[Text section]:
====================

An asymptotic giant branch (AGB) star is a dying, Sun-like star, and it is actively expelling its mass into an envelope around the star, forming a circumstellar shell. Infrared spectra can reveal the composition of the material within this shell, informing studies of the recycling of the products of stellar nuclear processing in the Universe. In this study, we want to identify how the differing metallicities of our own, relatively metal-rich Milky Way galaxy and the nearby, lower metallicity Large Magellanic Cloud (LMC) galaxy affect gas composition in the circumstellar shells of carbon-rich AGB stars.
Radiative transfer models are created to simulate spectra of 4 carbon-rich AGB stars chosen from the Milky Way and 4 chosen from the LMC. Different gas species, whose model spectra are computed using line lists obtained from the HITRAN database, are added to the models, including C2H2, HCN and CS. By comparing to spectra obtained using the Infrared Spectrograph (IRS) on board the Spitzer Space Telescope (for the LMC) and to spectra obtained using the Short Wavelength Spectrometer (SWS) on board the Infrared Space Observatory (ISO; for the Milky Way), we determine basic physical characteristics, such as gas temperature and shell radius, for each star, as well as the relative amounts of gas species for each star, by matching models to the observed spectra.

====================

[Information supplied]:
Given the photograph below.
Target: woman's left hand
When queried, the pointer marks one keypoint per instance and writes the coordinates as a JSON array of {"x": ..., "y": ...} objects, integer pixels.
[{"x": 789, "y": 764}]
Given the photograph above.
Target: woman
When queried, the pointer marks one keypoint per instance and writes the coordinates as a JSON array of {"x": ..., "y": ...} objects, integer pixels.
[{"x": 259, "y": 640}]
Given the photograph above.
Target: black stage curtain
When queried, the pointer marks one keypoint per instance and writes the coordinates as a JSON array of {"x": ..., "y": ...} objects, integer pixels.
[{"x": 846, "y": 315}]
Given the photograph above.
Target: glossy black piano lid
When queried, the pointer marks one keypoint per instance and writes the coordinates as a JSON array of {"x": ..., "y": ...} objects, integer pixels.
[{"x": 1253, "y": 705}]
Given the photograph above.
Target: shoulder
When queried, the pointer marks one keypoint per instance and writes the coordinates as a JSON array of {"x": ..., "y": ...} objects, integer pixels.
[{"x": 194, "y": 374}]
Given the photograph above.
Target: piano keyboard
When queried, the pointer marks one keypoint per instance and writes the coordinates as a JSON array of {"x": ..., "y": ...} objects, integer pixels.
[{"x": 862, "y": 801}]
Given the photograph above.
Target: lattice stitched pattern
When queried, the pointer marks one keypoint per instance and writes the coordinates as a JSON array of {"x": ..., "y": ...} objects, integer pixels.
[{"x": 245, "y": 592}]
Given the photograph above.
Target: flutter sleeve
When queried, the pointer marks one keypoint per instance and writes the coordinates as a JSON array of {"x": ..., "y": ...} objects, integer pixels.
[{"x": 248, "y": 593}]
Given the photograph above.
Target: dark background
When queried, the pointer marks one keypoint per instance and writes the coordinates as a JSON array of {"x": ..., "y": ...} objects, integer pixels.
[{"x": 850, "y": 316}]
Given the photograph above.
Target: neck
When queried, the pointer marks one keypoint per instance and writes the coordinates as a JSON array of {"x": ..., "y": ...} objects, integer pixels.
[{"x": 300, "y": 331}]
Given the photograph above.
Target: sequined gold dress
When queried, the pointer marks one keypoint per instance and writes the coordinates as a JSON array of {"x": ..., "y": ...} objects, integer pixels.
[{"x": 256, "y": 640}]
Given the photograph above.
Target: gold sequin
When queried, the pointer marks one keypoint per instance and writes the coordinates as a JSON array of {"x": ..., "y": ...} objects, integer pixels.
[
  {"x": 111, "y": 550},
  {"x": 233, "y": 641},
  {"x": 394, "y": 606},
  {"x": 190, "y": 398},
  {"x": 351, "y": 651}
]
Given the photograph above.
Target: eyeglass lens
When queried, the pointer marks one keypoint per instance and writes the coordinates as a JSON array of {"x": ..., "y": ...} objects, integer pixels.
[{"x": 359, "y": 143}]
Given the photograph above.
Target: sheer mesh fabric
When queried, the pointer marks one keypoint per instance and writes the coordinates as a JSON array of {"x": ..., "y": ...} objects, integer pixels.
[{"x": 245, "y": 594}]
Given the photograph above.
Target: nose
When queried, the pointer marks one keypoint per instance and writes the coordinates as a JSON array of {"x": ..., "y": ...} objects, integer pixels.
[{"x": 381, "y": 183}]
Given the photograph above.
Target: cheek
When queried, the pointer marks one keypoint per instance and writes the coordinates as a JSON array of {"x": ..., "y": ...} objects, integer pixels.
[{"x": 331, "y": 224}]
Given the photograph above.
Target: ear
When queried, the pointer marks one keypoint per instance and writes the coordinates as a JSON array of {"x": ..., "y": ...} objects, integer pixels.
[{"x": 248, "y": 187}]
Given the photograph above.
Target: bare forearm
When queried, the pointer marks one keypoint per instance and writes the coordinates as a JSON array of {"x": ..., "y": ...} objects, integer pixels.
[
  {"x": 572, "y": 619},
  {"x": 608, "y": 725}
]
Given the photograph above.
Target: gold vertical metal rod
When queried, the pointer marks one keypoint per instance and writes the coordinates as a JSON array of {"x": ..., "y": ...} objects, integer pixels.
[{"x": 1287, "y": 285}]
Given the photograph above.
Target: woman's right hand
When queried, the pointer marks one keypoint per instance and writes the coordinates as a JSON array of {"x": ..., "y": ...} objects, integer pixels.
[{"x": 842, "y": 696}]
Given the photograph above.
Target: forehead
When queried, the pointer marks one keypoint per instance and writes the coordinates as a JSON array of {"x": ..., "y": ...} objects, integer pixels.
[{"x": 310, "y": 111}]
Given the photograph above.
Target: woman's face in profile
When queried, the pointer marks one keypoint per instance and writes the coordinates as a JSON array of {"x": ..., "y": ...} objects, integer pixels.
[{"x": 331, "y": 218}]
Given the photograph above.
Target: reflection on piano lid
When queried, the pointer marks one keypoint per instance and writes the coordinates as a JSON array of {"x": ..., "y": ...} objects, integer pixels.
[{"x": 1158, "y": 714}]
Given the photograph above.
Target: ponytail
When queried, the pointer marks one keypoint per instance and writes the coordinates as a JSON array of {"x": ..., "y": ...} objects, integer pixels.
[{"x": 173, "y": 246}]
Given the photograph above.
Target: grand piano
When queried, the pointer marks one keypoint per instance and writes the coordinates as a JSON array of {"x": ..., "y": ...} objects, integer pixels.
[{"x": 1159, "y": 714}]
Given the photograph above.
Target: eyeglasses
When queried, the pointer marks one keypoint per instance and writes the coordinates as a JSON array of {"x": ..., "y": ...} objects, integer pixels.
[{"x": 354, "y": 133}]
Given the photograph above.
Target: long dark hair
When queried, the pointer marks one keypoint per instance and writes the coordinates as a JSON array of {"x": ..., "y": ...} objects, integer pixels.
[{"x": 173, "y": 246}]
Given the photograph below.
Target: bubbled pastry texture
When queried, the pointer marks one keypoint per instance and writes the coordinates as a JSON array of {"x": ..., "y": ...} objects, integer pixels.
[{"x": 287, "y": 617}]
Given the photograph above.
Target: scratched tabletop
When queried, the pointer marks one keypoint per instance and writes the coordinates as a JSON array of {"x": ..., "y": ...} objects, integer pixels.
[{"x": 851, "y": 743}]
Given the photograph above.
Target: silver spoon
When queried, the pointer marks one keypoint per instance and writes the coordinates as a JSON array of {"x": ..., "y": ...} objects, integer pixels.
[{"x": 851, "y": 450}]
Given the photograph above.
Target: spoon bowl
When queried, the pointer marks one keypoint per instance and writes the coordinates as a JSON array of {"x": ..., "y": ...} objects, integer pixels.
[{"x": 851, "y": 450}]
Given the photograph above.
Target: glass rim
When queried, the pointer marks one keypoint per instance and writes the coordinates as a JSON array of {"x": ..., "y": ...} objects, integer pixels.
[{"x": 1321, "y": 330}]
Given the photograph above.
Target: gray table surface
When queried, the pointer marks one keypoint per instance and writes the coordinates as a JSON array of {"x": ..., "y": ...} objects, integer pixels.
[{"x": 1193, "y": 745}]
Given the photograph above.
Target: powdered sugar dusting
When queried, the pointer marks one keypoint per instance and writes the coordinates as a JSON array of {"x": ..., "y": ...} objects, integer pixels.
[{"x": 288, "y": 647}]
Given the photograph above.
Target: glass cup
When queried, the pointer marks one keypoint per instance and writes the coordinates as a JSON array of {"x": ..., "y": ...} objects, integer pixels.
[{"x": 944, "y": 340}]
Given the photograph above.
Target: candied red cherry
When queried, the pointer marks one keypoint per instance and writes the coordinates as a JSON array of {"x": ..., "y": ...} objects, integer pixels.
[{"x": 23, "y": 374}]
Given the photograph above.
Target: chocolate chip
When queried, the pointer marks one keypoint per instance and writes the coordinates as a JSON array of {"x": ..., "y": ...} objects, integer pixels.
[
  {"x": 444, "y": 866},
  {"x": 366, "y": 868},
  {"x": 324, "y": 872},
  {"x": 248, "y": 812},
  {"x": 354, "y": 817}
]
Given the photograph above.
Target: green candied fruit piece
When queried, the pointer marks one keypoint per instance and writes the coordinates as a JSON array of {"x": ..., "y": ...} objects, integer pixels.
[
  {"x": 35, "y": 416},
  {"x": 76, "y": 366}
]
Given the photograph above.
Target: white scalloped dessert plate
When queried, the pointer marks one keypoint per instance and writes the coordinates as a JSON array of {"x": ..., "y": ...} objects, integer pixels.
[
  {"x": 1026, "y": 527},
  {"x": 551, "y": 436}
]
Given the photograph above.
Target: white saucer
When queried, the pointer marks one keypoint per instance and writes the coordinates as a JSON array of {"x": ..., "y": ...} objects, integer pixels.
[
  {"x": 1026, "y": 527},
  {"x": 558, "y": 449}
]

====================

[Objective]:
Reproduce the passage above on carbon-rich AGB stars word for word and in full.

[Written response]:
An asymptotic giant branch (AGB) star is a dying, Sun-like star, and it is actively expelling its mass into an envelope around the star, forming a circumstellar shell. Infrared spectra can reveal the composition of the material within this shell, informing studies of the recycling of the products of stellar nuclear processing in the Universe. In this study, we want to identify how the differing metallicities of our own, relatively metal-rich Milky Way galaxy and the nearby, lower metallicity Large Magellanic Cloud (LMC) galaxy affect gas composition in the circumstellar shells of carbon-rich AGB stars.
Radiative transfer models are created to simulate spectra of 4 carbon-rich AGB stars chosen from the Milky Way and 4 chosen from the LMC. Different gas species, whose model spectra are computed using line lists obtained from the HITRAN database, are added to the models, including C2H2, HCN and CS. By comparing to spectra obtained using the Infrared Spectrograph (IRS) on board the Spitzer Space Telescope (for the LMC) and to spectra obtained using the Short Wavelength Spectrometer (SWS) on board the Infrared Space Observatory (ISO; for the Milky Way), we determine basic physical characteristics, such as gas temperature and shell radius, for each star, as well as the relative amounts of gas species for each star, by matching models to the observed spectra.